— EXERCISE TEXT —
An empirical assessment of bivariate methods for meta-analysis of test performance

2012 Auckland

Dahabreh IJ¹, Trikalinos TA², Lau J¹, Schmid CH³

¹Center for Clinical Evidence Synthesis, Institute for Clinical Research and Health Policy Studies, Tufts Medical Center, Boston, MA

²Center for Evidence-based Medicine, Program in Public Health, Brown University, Providence, USA

³Biostatistics Research Center, Institute for Clinical Research and Health Policy Studies, Tufts Medical Center, Boston, USA

Background: Meta-analysis of diagnostic test accuracy studies must account for correlation between sensitivity and specificity. Summary receiver operating characteristic (SROC) curves and bivariate models have become methods of choice. However, different forms of these techniques exist and methods based on univariate models are still in common use.

Objectives: Empirically compare different approaches to analyzing sensitivity and specificity using a large dataset of published diagnostic test meta-analyses.

Methods: We searched PubMed (1987–2003) for meta-analyses that reported 2 × 2 tables for at least one diagnostic outcome. Methods evaluated included: fixed effect univariate meta-analyses; univariate and bivariate random effects meta-analyses with maximum likelihood (ML) using both normal approximation and exact binomial likelihood. The bivariate model with exact binomial likelihood was also fit using a fully Bayesian approach. We constructed SROC curves using the Moses-Littenberg fixed effects method (weighted and unweighted), the Rutter-Gatsonis hierarchical SROC (HSROC) method, and four alternative HSROC methods.

Results: We found 308 meta-analyses. All normal approximation methods estimated summary sensitivity and specificity closer to 0.5 and gave smaller standard errors compared to exact binomial likelihood methods. Marginal results of univariate and bivariate random effects meta-analyses were similar regardless of the estimation method. Bivariatemodels using ML and fully Bayesian methods gave similar point estimates but Bayesian models indicated additional uncertainty. All bivariate methods poorly estimated the correlation between sensitivity and specificity. Moses-Littenberg and Rutter-Gatsonis SROC curves produced similar results. Alternative parameterizations of the HSROC regression resulted in markedly different summary lines in one-third of the meta-analyses; this depended on the estimated covariance between sensitivity and specificity.

Conclusions: Meta-analytic summaries of sensitivity and specificity can be sensitive to model choice when information is sparse, particularly when the correlation between sensitivity and specificity is large and poorly estimated. In such cases, Bayesian bivariate methods with exact likelihoods can appropriately quantify estimation uncertainty.

— REQUIRED WORK —
• 1. Output the portion of the meta-analysis abstract starting at "An empirical assessment" and ending at "in common use.".
• 2. Rewrite the paragraph of the meta-analysis abstract that begins "Methods: We searched PubMed" as a shorter bulleted list that keeps its main facts.
The listing that comes after has no connection to the meta-analysis abstract.

[Recorded data]
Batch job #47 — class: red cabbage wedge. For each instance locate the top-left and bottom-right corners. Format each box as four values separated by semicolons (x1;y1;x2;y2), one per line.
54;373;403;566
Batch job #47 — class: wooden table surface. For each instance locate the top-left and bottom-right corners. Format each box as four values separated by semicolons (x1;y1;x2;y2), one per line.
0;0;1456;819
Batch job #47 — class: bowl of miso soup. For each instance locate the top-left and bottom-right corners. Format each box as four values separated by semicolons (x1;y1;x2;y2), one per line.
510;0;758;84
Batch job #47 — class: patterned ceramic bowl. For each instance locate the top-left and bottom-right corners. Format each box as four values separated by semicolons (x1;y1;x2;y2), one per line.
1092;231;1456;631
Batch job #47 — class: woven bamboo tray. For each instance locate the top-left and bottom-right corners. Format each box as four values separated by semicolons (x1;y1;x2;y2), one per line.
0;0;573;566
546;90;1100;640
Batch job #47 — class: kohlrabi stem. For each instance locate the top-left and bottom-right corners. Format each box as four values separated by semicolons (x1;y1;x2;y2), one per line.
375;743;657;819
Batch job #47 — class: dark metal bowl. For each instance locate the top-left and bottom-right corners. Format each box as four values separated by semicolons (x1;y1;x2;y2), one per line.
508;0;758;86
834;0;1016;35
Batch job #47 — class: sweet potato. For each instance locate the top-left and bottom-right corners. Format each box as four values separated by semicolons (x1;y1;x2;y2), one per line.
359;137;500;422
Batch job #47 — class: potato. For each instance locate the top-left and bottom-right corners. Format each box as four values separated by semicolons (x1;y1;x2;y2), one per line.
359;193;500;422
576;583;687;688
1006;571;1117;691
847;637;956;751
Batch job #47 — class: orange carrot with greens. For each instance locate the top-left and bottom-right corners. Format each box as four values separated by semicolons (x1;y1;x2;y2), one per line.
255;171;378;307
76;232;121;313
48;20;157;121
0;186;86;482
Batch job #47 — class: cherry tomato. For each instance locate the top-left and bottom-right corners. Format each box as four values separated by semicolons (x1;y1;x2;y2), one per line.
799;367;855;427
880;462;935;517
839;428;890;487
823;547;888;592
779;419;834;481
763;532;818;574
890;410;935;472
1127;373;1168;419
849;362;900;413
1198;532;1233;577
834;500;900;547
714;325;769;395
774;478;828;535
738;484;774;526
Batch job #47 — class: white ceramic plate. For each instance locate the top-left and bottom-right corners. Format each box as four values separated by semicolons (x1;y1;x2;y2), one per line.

— SOLUTIONS BELOW —
• 1.
An empirical assessment of bivariate methods for meta-analysis of test performance

2012 Auckland

Dahabreh IJ¹, Trikalinos TA², Lau J¹, Schmid CH³

¹Center for Clinical Evidence Synthesis, Institute for Clinical Research and Health Policy Studies, Tufts Medical Center, Boston, MA

²Center for Evidence-based Medicine, Program in Public Health, Brown University, Providence, USA

³Biostatistics Research Center, Institute for Clinical Research and Health Policy Studies, Tufts Medical Center, Boston, USA

Background: Meta-analysis of diagnostic test accuracy studies must account for correlation between sensitivity and specificity. Summary receiver operating characteristic (SROC) curves and bivariate models have become methods of choice. However, different forms of these techniques exist and methods based on univariate models are still in common use.

• 2.
- Searched PubMed (1987–2003) for meta-analyses reporting 2 × 2 tables for at least one diagnostic outcome.
- Compared fixed effect univariate meta-analyses.
- Compared univariate and bivariate random effects meta-analyses using maximum likelihood, with normal approximation and with exact binomial likelihood.
- Also fit the bivariate exact binomial model with a fully Bayesian approach.
- Built SROC curves with the Moses-Littenberg fixed effects method (weighted and unweighted), the Rutter-Gatsonis HSROC method, and four alternative HSROC methods.